_Given exercise_
Edit the rows below, from the line with "spot the mist over ridge in the photo above" through the end of the rows: replace "marker" with "pin" and leave everything else unchanged.

───── Task data ─────

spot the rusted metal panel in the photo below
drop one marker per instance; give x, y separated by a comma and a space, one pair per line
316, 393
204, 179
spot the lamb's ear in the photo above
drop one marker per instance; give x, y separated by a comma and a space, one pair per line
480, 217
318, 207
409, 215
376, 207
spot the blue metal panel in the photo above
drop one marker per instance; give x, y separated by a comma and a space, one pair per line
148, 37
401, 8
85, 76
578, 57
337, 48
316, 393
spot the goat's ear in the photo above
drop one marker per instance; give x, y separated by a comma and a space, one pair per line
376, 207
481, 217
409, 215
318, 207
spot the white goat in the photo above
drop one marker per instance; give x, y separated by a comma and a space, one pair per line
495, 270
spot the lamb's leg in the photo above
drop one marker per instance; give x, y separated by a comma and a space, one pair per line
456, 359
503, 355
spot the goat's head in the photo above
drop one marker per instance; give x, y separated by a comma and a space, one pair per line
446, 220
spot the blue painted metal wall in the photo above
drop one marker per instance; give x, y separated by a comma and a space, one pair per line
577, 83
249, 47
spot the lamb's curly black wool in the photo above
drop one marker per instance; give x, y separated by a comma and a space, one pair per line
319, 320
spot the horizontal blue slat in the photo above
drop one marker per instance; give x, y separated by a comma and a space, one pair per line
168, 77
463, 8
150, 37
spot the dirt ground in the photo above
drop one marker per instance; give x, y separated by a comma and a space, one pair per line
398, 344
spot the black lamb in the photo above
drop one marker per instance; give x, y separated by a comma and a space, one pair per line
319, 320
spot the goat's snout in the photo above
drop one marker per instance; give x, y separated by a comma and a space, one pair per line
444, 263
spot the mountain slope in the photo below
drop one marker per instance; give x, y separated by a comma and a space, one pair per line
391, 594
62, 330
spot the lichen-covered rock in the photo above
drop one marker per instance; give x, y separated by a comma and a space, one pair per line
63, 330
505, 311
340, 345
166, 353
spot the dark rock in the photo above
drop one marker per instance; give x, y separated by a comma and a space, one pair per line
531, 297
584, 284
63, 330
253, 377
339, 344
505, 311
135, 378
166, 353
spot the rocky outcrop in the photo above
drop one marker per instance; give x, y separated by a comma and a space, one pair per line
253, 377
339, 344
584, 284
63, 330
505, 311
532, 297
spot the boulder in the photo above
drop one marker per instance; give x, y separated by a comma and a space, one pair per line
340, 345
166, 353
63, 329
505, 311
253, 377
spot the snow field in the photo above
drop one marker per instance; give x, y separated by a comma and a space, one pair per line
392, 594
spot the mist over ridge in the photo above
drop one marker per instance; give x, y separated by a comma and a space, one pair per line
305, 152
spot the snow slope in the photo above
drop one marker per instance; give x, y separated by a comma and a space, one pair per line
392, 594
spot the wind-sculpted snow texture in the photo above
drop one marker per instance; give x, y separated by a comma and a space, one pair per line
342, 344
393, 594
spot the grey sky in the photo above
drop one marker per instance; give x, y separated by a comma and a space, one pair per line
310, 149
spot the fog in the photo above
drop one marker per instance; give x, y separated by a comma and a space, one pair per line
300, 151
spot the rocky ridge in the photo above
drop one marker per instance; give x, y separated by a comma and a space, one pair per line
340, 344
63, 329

─────

_Worked answer_
spot the mist over ridge in the photo above
drop one pin per instance; give x, y separated by a comma and a space, one pair per line
305, 152
spot the snow slope in the photo above
drop one pin per instance; give x, y separated by a comma and a space, one pair per line
392, 594
spot the wind-sculpted snow texture in the photo above
drop one pin per instance; give x, y separated by a comma and a space, one pair per line
342, 344
393, 594
spot the grey sky in the photo above
drop one pin per instance; give x, y separated by a comma and a space, one pair per line
310, 149
spot the fog in the photo above
drop one pin per instance; give x, y separated by a comma and a space, one pair per line
300, 151
spot the rocky ridge in the photo above
drop one pin per instance; give x, y separated by a comma and a space, one pair per line
340, 344
63, 329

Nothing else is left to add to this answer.